Short task ▸
Copy out all of the material, matching it word for word.

Source data ▸
[start]
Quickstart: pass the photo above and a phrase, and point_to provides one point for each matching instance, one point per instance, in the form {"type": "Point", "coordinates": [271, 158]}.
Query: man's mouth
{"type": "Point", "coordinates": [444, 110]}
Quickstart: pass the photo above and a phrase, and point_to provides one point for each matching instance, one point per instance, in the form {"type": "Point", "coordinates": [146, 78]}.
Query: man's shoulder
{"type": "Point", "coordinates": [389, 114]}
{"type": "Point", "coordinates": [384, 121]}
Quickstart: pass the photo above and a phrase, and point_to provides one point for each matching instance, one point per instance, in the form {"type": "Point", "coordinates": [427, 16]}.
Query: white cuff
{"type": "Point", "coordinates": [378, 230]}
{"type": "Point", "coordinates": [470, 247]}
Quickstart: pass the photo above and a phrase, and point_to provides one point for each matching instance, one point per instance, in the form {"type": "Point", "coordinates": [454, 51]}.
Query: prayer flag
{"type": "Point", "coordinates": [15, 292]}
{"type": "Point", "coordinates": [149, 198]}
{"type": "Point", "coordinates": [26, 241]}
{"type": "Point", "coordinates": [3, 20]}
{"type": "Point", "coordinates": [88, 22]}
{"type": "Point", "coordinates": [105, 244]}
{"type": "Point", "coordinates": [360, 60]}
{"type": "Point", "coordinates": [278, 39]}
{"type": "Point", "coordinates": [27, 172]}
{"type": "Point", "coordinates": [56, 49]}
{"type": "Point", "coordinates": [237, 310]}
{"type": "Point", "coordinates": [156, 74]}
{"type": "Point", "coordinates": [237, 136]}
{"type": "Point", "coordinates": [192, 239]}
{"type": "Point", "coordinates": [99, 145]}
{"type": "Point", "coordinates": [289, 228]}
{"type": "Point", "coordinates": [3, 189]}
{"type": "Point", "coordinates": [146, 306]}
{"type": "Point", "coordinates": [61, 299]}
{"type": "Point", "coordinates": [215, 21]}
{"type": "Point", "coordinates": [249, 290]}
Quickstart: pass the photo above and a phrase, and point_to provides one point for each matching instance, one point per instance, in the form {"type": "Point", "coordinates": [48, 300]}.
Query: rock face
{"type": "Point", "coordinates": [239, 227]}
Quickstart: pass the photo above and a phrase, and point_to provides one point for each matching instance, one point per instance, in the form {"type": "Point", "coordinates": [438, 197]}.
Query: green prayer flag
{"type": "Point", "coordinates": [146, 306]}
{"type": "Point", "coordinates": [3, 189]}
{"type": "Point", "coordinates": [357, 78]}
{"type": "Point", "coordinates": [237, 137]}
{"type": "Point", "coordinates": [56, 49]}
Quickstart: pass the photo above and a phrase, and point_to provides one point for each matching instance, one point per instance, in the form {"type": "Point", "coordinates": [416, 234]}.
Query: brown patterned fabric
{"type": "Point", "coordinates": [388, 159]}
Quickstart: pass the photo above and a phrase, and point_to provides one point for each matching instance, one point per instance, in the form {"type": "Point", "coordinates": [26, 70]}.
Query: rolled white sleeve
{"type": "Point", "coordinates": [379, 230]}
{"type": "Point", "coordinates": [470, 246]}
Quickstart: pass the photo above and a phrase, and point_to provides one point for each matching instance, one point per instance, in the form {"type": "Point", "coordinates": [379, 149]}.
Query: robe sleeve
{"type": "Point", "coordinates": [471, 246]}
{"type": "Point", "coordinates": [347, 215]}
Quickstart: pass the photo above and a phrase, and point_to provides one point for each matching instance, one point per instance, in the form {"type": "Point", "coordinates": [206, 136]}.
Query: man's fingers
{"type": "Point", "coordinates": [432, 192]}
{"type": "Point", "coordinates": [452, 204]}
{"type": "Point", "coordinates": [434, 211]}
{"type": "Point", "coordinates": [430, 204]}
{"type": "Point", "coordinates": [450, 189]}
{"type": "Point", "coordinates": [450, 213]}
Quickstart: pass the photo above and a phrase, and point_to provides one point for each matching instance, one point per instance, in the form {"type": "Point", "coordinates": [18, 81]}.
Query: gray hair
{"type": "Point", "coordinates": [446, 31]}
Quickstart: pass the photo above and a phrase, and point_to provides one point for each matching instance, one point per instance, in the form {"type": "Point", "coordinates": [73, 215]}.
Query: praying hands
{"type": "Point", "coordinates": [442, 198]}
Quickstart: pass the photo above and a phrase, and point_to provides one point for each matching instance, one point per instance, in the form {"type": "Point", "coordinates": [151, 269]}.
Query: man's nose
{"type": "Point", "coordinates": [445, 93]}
[end]
Solution to this problem ▸
Quickstart: pass the photo above and a phrase, and point_to provides one point for each matching instance, one point per instance, in the form {"type": "Point", "coordinates": [271, 158]}.
Query: man's mouth
{"type": "Point", "coordinates": [444, 110]}
Quickstart: pass the photo above and a phrase, and point_to provides one point for each matching instance, one point per instance, in the form {"type": "Point", "coordinates": [146, 78]}.
Query: man's shoulder
{"type": "Point", "coordinates": [389, 114]}
{"type": "Point", "coordinates": [384, 121]}
Quickstart: pass the photo above and a phrase, and point_to provides one point for each matching instance, one point per instance, in the form {"type": "Point", "coordinates": [427, 16]}.
Query: white cuff
{"type": "Point", "coordinates": [378, 230]}
{"type": "Point", "coordinates": [470, 247]}
Quickstart: pass the photo above and a phrase, and point_to provides one point for each matching instance, one point per instance, in the form {"type": "Point", "coordinates": [454, 51]}.
Query: prayer flag
{"type": "Point", "coordinates": [15, 292]}
{"type": "Point", "coordinates": [149, 198]}
{"type": "Point", "coordinates": [26, 241]}
{"type": "Point", "coordinates": [3, 20]}
{"type": "Point", "coordinates": [88, 22]}
{"type": "Point", "coordinates": [105, 244]}
{"type": "Point", "coordinates": [360, 60]}
{"type": "Point", "coordinates": [278, 39]}
{"type": "Point", "coordinates": [27, 172]}
{"type": "Point", "coordinates": [56, 49]}
{"type": "Point", "coordinates": [237, 310]}
{"type": "Point", "coordinates": [156, 74]}
{"type": "Point", "coordinates": [237, 136]}
{"type": "Point", "coordinates": [192, 239]}
{"type": "Point", "coordinates": [99, 145]}
{"type": "Point", "coordinates": [289, 228]}
{"type": "Point", "coordinates": [3, 189]}
{"type": "Point", "coordinates": [146, 306]}
{"type": "Point", "coordinates": [61, 299]}
{"type": "Point", "coordinates": [215, 21]}
{"type": "Point", "coordinates": [249, 290]}
Quickstart: pass the photo above and a phrase, and point_to provides one point for each matching instance, one point per instance, in the form {"type": "Point", "coordinates": [48, 300]}.
Query: rock face
{"type": "Point", "coordinates": [239, 227]}
Quickstart: pass the photo above and a phrase, and point_to provides one point for each matching instance, one point per instance, in the form {"type": "Point", "coordinates": [438, 197]}.
Query: green prayer flag
{"type": "Point", "coordinates": [146, 306]}
{"type": "Point", "coordinates": [3, 189]}
{"type": "Point", "coordinates": [357, 78]}
{"type": "Point", "coordinates": [237, 137]}
{"type": "Point", "coordinates": [56, 49]}
Quickstart: pass the photo above and a phrase, and point_to provides one point for each matching instance, one point per instance, in the form {"type": "Point", "coordinates": [416, 234]}.
Query: brown patterned fabric
{"type": "Point", "coordinates": [388, 159]}
Quickstart: pass the photo above and a phrase, and point_to provides one point for each matching instance, one point per instance, in the form {"type": "Point", "coordinates": [26, 70]}.
Query: rolled white sleeve
{"type": "Point", "coordinates": [379, 230]}
{"type": "Point", "coordinates": [470, 246]}
Quickstart: pass the photo above and a phrase, and point_to provides one point for each matching instance, one point per instance, in the form {"type": "Point", "coordinates": [379, 149]}.
Query: robe sleeve
{"type": "Point", "coordinates": [471, 246]}
{"type": "Point", "coordinates": [347, 215]}
Quickstart: pass the photo above and a phrase, and point_to provides one point for each matching instance, one point per instance, in the form {"type": "Point", "coordinates": [206, 136]}.
Query: man's fingers
{"type": "Point", "coordinates": [432, 192]}
{"type": "Point", "coordinates": [452, 204]}
{"type": "Point", "coordinates": [434, 211]}
{"type": "Point", "coordinates": [430, 204]}
{"type": "Point", "coordinates": [450, 189]}
{"type": "Point", "coordinates": [450, 213]}
Quickstart: pass the photo above and a phrase, and point_to provides one point for each matching instance, one point per instance, in the form {"type": "Point", "coordinates": [18, 81]}.
Query: gray hair
{"type": "Point", "coordinates": [446, 31]}
Quickstart: pass the photo above and a phrase, and point_to provides one point for each matching instance, one point per instance, in the form {"type": "Point", "coordinates": [73, 215]}.
Query: praying hands
{"type": "Point", "coordinates": [442, 198]}
Quickstart: pass the photo above and a phrase, and point_to provides one point for each matching instance, one point per instance, in the form {"type": "Point", "coordinates": [151, 269]}.
Query: man's nose
{"type": "Point", "coordinates": [445, 93]}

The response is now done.